- _QUOTED PASSAGE_:
┄┄┄┄┄┄┄┄┄┄
The horse Adios Butler, also known as "The Butler" (1956–1983), was a North American harness racing champion.

Background
Sired by the great Standardbred Adios and out of an obscure broodmare named Debby Hanover, Adios Butler was trained by Paige West and driven by Clint Hodgins in 1959.

Racing career
In 1959, Adios Butler won the Cane Pace, then the Little Brown Jug, where he was the first horse to win with a sub-two-minute mile, and finally the Messenger Stakes, doing it in track and stake record time to become the first pacer to capture the Triple Crown of Harness Racing for Pacers. In 1960 Adios Butler was sold in part to Ohio interests and while he remained in the care of Paige West he was driven throughout the rest of his career by Eddie Cobb. He stood at stud at Fair Chance Farms in Washington Court House, Ohio.

The following year, he lost only one race on a muddy track and later recorded a 1:54.3 mile, the then-fastest time in harness racing history. Adios Butler was named "United States Harness Horse of the Year" in 1960 and 1961 by the U.S. Trotting Association and the U.S. Harness Writers Association.
┄┄┄┄┄┄┄┄┄┄
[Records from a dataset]

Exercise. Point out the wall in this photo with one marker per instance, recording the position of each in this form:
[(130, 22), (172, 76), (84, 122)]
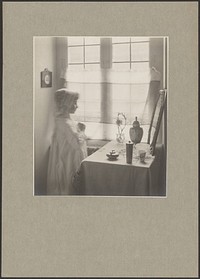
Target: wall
[(45, 57)]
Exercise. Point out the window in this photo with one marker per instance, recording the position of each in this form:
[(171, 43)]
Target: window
[(125, 81), (84, 55), (130, 55)]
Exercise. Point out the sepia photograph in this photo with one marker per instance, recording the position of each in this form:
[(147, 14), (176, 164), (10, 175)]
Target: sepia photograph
[(100, 139), (100, 115)]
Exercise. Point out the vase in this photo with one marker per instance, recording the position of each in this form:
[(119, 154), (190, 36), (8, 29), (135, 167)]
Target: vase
[(120, 138), (136, 132)]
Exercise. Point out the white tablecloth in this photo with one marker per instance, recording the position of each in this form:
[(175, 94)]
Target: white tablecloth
[(99, 176)]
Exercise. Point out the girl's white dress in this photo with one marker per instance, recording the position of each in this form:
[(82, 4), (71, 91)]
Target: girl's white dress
[(64, 159)]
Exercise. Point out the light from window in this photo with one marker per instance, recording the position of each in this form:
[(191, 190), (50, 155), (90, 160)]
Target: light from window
[(121, 52), (75, 41), (92, 54), (75, 54)]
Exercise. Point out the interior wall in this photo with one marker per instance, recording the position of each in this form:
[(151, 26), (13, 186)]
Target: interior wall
[(44, 57), (156, 56)]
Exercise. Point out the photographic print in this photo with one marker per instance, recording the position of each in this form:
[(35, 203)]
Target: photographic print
[(101, 129), (99, 166)]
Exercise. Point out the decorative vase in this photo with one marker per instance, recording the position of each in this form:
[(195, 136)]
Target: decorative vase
[(120, 138), (136, 132)]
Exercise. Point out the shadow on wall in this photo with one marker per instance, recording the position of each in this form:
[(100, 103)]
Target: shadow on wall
[(41, 177)]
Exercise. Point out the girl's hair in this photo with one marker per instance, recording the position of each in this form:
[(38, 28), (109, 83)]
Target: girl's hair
[(64, 100)]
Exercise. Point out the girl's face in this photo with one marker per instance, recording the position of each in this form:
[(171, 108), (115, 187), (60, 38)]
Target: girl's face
[(74, 107)]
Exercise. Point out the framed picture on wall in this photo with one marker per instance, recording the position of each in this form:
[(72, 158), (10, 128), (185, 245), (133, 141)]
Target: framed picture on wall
[(46, 78)]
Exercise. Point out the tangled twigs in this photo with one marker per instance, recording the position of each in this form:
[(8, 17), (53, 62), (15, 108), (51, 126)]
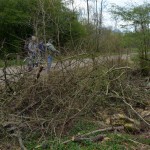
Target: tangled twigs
[(99, 137), (124, 100), (18, 135)]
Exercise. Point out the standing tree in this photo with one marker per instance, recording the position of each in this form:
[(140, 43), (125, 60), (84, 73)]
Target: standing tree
[(139, 18)]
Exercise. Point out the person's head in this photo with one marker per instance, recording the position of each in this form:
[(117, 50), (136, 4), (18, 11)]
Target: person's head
[(34, 38)]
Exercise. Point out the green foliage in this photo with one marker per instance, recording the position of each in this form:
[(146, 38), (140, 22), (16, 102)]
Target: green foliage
[(138, 17), (22, 18)]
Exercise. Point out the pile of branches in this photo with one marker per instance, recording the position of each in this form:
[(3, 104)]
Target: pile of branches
[(73, 89)]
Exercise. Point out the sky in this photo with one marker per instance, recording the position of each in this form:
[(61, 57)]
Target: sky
[(107, 19)]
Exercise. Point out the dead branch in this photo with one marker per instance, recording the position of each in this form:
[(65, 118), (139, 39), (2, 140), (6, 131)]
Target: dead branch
[(99, 137)]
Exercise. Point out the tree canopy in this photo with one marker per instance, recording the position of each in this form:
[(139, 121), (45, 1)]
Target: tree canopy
[(49, 19)]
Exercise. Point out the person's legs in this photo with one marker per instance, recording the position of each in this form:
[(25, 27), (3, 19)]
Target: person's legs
[(49, 63)]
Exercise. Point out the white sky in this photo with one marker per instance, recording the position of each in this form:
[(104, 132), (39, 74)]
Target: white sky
[(107, 21)]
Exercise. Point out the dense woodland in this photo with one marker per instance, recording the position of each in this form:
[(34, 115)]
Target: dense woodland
[(97, 94)]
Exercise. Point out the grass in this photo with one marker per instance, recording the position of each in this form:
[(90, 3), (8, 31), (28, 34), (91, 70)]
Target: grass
[(114, 141)]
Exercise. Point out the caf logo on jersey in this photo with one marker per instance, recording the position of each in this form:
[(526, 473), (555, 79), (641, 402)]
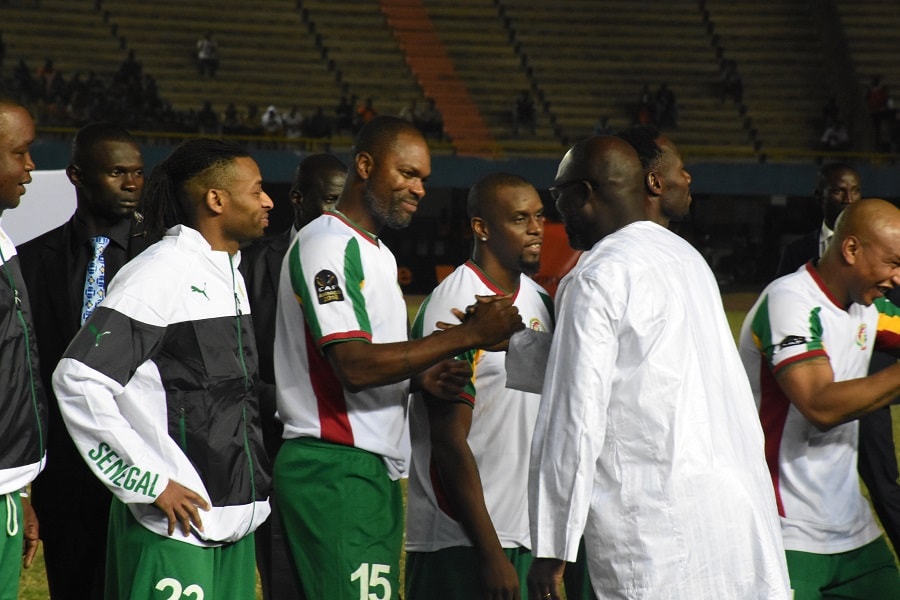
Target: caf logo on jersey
[(327, 288), (861, 337)]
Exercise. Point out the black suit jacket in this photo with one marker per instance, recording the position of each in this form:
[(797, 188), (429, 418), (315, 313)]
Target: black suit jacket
[(48, 269), (261, 268), (798, 253)]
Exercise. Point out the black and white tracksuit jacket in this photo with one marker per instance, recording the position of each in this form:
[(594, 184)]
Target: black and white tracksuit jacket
[(160, 384), (23, 416)]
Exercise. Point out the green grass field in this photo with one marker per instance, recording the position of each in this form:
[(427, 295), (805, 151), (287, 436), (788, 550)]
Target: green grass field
[(34, 584)]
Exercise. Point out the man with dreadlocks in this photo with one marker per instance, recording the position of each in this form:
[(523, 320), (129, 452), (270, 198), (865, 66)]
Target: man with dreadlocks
[(158, 388)]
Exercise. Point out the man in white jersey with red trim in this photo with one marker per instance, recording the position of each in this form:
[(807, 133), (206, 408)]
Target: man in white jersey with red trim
[(23, 418), (467, 517), (343, 364), (806, 346), (645, 442)]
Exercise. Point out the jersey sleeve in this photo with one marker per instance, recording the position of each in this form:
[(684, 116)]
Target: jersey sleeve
[(327, 277), (786, 329), (110, 350), (888, 335), (438, 307)]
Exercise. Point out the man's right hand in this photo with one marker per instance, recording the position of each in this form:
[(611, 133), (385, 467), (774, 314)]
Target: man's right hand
┄┄┄┄┄┄┄┄┄┄
- _TASK_: Which races did Adios Butler win in 1959, according to the passage on Adios Butler above the records?

- _EXERCISE SOLUTION_:
Cane Pace
Little Brown Jug
Messenger Stakes